Задание 1 »
Найдите в записях все строки, где встречается слово «cheek», и перепишите каждую из них.

Однако, как нам теперь уже известно, после появления первых же статей «Правды» Сталин стал получать справки о настроениях в среде художественной интеллигенции. Эти справки не могли его не встревожить: сообщалось, что вроде бы уже прирученные писатели, композиторы, художники вдруг стали позволять себе казалось бы совершенно невозможные высказывания о статьях, авторство которых очевидно принадлежало самым высокопоставленным партийным лидерам, а по некоторым слухам, — даже самому Сталину. Сексоты доносили, что больше всего подвергаются нападкам статьи о Шостаковиче, их называют грубыми и некомпетентными, а кое-кто даже позволяет себе намеки на то, что это — попытки диктаторского вмешательства в искусство. Следовало немедленно одернуть осмелевших.
Способ нашли быстро. Было решено объявить дискуссию о формализме и натурализме. Разумеется, «дискуссией» это только называлось — планировалось, что представители творческих союзов на своих заседаниях станут каяться в своих заблуждениях и выводить на чистую воду запутавшихся в формализме и натурализме товарищей.
Интересно, что несмотря на то, что назначенная дискуссия проходила практически во всех творческих союзах, в центре внимания интеллигенции и советской прессы оказалось прежде всего происходящее в писательской среде. Причина этого была ясна: далеко не каждый способен разобраться в тонкостях музыкальных или архитектурных стилей, но книги к тому времени в СССР читало большинство населения, неграмотность была почти ликвидирована. Поэтому было очень важно, чтобы воздействие на умы читателей происходило исключительно в том направлении, которое было нужно партии.

Задание 2 »
Почему, согласно отрывку о дискуссии о формализме, внимание интеллигенции и прессы было приковано прежде всего к писательской среде? Ответьте одним–тремя предложениями.

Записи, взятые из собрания
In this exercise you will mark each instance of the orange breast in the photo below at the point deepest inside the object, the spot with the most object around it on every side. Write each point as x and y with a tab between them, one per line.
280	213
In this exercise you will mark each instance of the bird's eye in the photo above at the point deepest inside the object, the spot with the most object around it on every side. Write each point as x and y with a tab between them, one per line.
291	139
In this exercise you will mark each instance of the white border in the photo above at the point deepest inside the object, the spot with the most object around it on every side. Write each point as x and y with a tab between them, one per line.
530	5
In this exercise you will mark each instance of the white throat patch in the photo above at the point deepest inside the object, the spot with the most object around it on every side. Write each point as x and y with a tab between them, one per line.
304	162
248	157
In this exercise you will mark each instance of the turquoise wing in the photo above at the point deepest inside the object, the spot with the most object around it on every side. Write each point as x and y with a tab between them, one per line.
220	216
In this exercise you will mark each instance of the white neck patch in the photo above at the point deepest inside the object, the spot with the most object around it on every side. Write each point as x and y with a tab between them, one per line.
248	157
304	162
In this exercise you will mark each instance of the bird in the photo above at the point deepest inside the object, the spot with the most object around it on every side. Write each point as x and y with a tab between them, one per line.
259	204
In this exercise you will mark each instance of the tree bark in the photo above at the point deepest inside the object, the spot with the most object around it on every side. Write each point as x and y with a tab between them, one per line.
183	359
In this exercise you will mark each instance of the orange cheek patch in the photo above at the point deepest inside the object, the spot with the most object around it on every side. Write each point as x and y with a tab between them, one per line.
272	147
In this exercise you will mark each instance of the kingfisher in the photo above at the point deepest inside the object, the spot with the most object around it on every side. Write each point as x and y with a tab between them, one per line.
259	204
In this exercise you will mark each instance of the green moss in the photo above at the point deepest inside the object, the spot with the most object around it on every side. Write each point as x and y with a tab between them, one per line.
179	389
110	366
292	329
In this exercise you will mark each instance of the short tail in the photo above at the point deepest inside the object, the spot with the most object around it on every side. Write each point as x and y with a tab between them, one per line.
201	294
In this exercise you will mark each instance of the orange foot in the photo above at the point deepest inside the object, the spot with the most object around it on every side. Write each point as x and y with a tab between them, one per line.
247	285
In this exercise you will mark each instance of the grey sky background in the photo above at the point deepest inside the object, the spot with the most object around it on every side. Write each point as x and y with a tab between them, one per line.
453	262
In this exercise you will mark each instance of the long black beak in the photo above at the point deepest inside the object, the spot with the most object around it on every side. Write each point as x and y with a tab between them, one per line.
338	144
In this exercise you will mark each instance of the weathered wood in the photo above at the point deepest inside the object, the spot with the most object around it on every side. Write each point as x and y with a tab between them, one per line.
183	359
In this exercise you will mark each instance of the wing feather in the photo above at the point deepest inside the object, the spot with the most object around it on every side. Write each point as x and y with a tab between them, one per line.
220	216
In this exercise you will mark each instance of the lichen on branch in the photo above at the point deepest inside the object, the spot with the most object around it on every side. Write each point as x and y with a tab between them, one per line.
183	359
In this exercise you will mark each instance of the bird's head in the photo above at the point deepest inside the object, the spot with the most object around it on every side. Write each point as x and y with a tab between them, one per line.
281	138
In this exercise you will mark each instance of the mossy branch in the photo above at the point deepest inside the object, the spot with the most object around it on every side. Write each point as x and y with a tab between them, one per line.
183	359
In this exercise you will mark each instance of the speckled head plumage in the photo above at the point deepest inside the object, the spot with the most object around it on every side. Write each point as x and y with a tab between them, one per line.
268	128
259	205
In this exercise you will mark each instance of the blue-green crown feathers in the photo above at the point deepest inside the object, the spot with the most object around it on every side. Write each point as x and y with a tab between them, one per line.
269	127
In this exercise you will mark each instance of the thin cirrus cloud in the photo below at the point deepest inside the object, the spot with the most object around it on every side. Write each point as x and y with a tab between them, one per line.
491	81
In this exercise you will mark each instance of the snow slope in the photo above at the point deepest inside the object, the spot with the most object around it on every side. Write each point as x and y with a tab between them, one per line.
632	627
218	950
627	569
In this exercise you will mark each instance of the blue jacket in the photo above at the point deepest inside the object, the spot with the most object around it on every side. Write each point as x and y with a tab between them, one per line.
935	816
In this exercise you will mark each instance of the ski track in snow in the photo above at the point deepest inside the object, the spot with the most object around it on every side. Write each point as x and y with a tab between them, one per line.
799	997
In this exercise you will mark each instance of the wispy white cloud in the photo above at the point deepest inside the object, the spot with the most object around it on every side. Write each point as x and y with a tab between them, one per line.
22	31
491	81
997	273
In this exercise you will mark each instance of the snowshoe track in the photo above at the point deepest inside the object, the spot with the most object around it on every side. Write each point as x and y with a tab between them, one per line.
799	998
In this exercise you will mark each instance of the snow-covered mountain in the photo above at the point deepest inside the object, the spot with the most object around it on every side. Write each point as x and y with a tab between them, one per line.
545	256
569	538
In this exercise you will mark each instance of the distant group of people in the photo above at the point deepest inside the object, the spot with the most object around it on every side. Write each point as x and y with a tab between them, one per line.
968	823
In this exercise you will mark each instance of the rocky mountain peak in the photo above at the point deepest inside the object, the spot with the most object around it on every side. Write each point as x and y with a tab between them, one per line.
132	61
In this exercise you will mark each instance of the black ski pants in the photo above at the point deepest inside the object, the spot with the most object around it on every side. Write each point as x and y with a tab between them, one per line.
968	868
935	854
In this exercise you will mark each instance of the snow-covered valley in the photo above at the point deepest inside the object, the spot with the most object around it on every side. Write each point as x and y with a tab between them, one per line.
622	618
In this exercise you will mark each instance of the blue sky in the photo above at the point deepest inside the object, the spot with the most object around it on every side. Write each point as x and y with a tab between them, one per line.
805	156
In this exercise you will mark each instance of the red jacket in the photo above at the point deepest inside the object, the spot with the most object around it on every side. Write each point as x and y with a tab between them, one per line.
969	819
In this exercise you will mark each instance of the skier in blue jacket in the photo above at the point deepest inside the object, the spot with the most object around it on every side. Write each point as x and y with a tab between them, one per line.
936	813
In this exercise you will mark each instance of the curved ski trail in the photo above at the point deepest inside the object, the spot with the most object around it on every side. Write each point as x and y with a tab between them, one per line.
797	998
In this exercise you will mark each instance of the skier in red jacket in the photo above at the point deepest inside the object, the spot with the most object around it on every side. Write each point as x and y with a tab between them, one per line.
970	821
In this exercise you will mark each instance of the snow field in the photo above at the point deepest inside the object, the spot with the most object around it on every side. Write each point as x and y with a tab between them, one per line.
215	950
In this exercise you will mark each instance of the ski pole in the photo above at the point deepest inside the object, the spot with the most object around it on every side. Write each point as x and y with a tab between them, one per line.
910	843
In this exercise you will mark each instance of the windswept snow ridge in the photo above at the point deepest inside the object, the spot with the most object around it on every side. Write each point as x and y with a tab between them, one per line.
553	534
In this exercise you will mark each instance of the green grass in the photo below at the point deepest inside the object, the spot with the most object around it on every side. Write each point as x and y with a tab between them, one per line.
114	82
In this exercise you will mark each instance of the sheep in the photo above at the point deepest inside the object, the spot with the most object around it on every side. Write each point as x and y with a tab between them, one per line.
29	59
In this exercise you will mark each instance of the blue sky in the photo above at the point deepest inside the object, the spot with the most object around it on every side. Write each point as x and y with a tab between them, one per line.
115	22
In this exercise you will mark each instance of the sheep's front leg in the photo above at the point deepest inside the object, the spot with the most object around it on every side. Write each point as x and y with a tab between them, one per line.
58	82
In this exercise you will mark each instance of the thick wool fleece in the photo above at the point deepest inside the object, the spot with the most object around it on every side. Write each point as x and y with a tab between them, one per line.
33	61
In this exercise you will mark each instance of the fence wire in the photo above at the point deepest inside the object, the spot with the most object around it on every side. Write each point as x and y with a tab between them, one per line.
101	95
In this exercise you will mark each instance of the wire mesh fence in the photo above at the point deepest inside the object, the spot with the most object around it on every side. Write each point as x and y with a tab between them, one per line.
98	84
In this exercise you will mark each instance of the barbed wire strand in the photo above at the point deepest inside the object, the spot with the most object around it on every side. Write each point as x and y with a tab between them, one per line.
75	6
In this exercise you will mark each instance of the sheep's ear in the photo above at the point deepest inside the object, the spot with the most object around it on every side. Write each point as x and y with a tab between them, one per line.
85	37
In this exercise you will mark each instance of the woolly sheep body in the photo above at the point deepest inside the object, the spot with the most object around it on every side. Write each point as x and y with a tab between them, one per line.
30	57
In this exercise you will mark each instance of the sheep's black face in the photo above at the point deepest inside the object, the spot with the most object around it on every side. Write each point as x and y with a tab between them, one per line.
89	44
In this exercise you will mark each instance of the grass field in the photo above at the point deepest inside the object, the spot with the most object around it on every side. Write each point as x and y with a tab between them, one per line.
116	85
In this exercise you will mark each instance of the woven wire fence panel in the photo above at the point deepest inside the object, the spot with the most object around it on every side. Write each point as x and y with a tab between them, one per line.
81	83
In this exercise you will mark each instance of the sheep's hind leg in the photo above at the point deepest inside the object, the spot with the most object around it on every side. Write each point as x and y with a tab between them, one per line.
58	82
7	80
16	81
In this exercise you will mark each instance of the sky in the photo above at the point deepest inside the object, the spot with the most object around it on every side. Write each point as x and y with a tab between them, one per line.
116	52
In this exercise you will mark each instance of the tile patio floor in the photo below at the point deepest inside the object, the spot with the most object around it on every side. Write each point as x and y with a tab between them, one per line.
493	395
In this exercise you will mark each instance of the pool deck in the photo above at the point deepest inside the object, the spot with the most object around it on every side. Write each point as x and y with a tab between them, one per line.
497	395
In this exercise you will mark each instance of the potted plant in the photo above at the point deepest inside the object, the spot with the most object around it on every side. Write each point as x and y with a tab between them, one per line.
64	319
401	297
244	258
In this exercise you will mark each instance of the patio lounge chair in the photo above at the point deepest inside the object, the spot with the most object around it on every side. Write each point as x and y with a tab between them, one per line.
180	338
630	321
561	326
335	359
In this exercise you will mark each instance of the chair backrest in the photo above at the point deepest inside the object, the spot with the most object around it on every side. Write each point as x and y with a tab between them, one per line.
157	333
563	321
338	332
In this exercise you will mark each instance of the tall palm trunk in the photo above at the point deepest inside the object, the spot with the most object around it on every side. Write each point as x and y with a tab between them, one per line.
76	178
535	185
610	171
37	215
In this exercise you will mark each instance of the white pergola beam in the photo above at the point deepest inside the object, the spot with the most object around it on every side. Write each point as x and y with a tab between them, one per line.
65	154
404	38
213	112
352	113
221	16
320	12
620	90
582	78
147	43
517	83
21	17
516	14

Ответ 1 »
In this exercise you will mark each instance of the orange cheek patch in the photo above at the point deepest inside the object, the spot with the most object around it on every side. Write each point as x and y with a tab between them, one per line.

Ответ 2 »
Далеко не каждый способен разобраться в тонкостях музыкальных или архитектурных стилей, а книги к тому времени читало большинство населения СССР, где неграмотность была почти ликвидирована. Поэтому партии было очень важно, чтобы воздействие на умы читателей шло только в нужном ей направлении.